SOURCE TEXT:
○ ○ ○ ○

At 82, Gore Vidal has reached an enviable position: he is an influential man of letters, a political activist, a scion of the New World aristocracy and a friend of the powerful and famous, including the Clintons.
So what does he think of Hillary Clinton's stated intention to fight on to the bitter end for the Democratic presidential nomination? The reply is instant and searing: "I think her strategy is more or less insane."
He continues: "I'd always rather liked her. She's a perfectly able lawyer . . . But this long campaign, this daily search for the grail, has driven her crazy."
In his view Barack Obama has won; and if the nomination is taken away from him, "I fear what our black population might do. There has never been a revolution of blacks - yet".
During the Clinton administration, Vidal admired Bill's understanding of the poor and of black people. His devotion to the Clintons has now been laid aside, however. By clinging on to her campaign, waiting for the small chance that Obama will make a terminal mistake, Hillary has crossed a line, he believes.
As for Obama, Vidal has taken time to warm to him. "I liked the idea of him, but he never managed to get my interest. I was brought around by his overall intelligence - specifically when he did his speech on race and religion."
In Vidal's opinion, "he's our best demagogue since Huey Long or Martin Luther King".
I ask if he thinks Obama has a similar charisma to that of John F Kennedy, whom Vidal got to know because he was related to his wife, Jackie.
"I never believed in Jack's charisma," Vidal says shortly. JFK, he believes, was "one of our worst presidents"; Bobby, his brother, was "a phoney, a little Torquemada"; and their father, Joseph, was "a crook - should have been in jail".
So much for Camelot. "But Jack had great charm," he adds. "So has Obama. He's better educated than Jack. And he's been a working senator. Jack never went to the office - he wanted the presidency and his father bought it for him."
There's no guarantee, of course, that the Democrats will triumph later this year, even if Obama does win the nomination. Does he think Obama can beat John McCain?
His views on the man the Democratic candidate will have to beat are even more brutal than his views on Hillary: " You could beat McCain! I've never met anyone in America who has the slightest respect for him. He went to a private school and came bottom of his class. He smashed up his aeroplane and became a prisoner of war, which he is trying to parlay into 'war hero'."
In his view, McCain is "a goddamned fool. He was on television talking about mortgages, and it was quite clear he does not know what a mortgage is. His head rattles as he walks".
However, in Vidal's eyes, McCain is just a symptom of the real malaise affecting America today: the cynical subversion of the US constitution. "The Bush people", he says, "have virtually got rid of Magna Carta and habeas corpus. In a normal republic I would probably have raised an army and overthrown them. It will take a hundred years to put it all back."
By now he has worked himself up to a crisp fury: "Those neocons, lawyers, the big corporations - worse than that, extremists - want to get rid of the great power of oversight of the executive. See what they'll try to do to Obama. They're crooks. They're just gangsters. They are the enemy of the United States. There's no such thing as a war on terrorism. It's idiotic. There are slogans. It's advertising, which is the only art form we've invented and developed. It's lies."
Vidal has never been less than fully engaged with the politics of his country - but he seems angrier than I have ever seen him before. This may be because he has returned to live in the States only recently, after spending more than 30 years in Italy. He seems revived and refreshed by his furious reengagement with American politics.
For him, the biggest lie has always been to keep quiet; and the best life-enhancer is to provoke, unsettle, rile - in short, to make people face the truth. He remains a rarity.

○ ○ ○ ○

Please rewrite the part of the Gore Vidal interview that opens with the words "I ask if he" and closes with "beat John McCain?", replacing "senator" with "legislator".

○ ○ ○ ○

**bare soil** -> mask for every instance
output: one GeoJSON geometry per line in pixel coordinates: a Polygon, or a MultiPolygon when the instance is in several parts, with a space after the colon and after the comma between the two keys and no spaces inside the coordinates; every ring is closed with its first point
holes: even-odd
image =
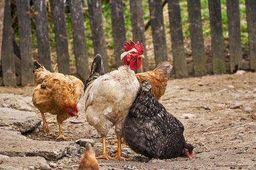
{"type": "MultiPolygon", "coordinates": [[[[31,96],[32,87],[0,87],[0,93],[31,96]]],[[[64,134],[70,141],[80,138],[94,140],[97,156],[102,152],[101,139],[86,121],[84,99],[81,101],[80,117],[63,123],[64,134]]],[[[166,94],[160,100],[167,110],[180,120],[185,127],[184,136],[195,147],[192,160],[185,157],[149,160],[138,155],[125,144],[123,155],[132,160],[98,160],[101,169],[256,169],[256,73],[207,75],[170,80],[166,94]]],[[[40,117],[38,112],[38,116],[40,117]]],[[[52,136],[59,134],[54,116],[46,114],[52,136]]],[[[42,141],[48,138],[42,131],[24,134],[28,138],[42,141]]],[[[108,154],[112,155],[116,143],[114,129],[108,136],[108,154]]],[[[139,139],[138,139],[139,140],[139,139]]],[[[63,158],[52,169],[77,169],[80,155],[63,158]]]]}

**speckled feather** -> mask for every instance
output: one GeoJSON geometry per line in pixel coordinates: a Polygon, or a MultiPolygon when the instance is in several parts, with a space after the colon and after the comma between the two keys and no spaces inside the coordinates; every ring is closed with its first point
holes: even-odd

○ ○ ○ ○

FINAL ANSWER:
I ask if he thinks Obama has a similar charisma to that of John F Kennedy, whom Vidal got to know because he was related to his wife, Jackie.
"I never believed in Jack's charisma," Vidal says shortly. JFK, he believes, was "one of our worst presidents"; Bobby, his brother, was "a phoney, a little Torquemada"; and their father, Joseph, was "a crook - should have been in jail".
So much for Camelot. "But Jack had great charm," he adds. "So has Obama. He's better educated than Jack. And he's been a working legislator. Jack never went to the office - he wanted the presidency and his father bought it for him."
There's no guarantee, of course, that the Democrats will triumph later this year, even if Obama does win the nomination. Does he think Obama can beat John McCain?